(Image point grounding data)
※ ※ ※

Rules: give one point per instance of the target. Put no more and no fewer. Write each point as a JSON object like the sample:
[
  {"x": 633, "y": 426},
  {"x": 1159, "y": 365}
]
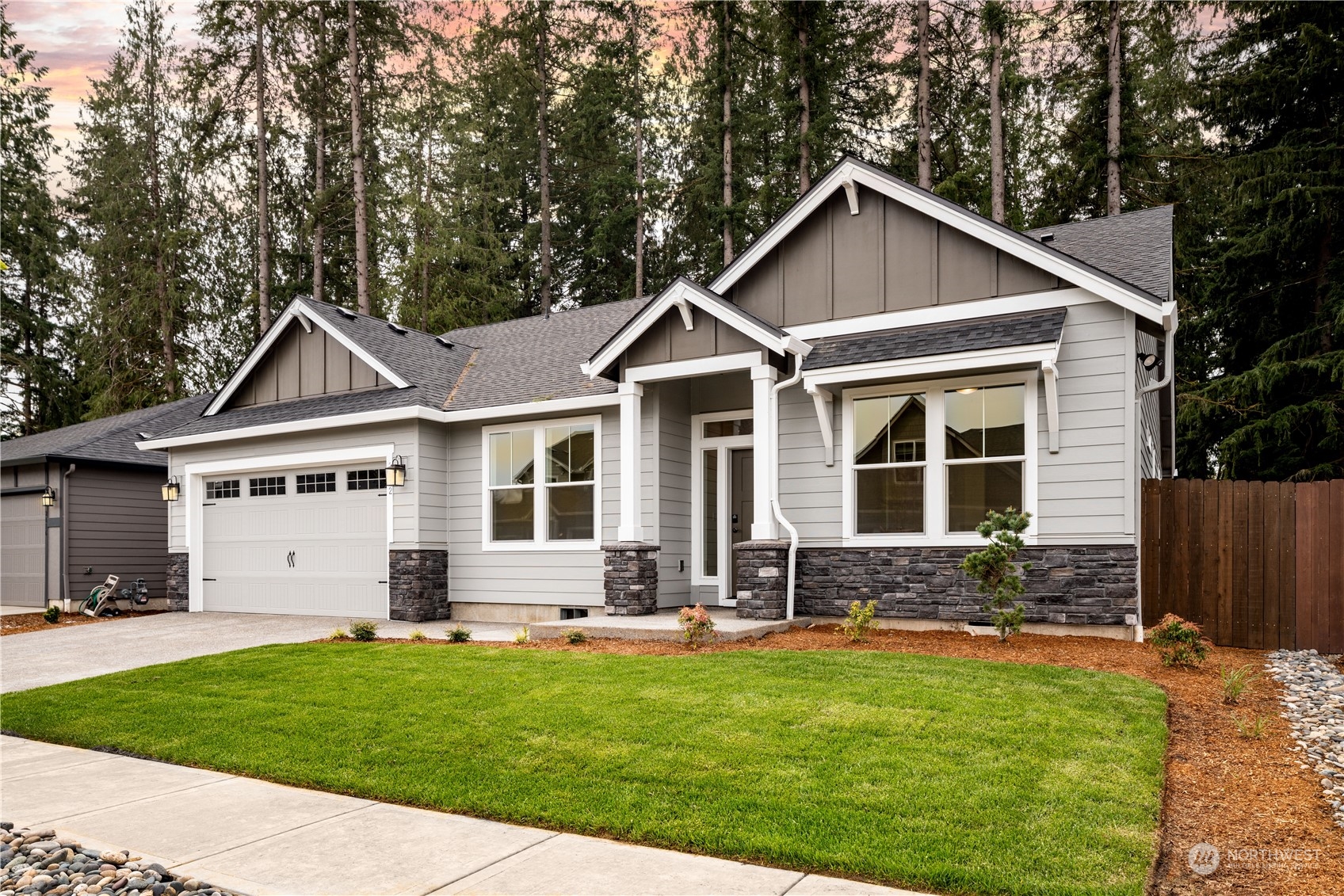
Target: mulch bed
[
  {"x": 21, "y": 622},
  {"x": 1249, "y": 797}
]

※ ※ ※

**What you have to do**
Output every entry exactly as given; pictures are not part of the copy.

**Exercise answer**
Rules: give one point per instance of the target. Put no more and no fewer. Write each point as a JSON object like the sample:
[
  {"x": 633, "y": 426},
  {"x": 1159, "y": 365}
]
Target: mulch bed
[
  {"x": 21, "y": 622},
  {"x": 1249, "y": 797}
]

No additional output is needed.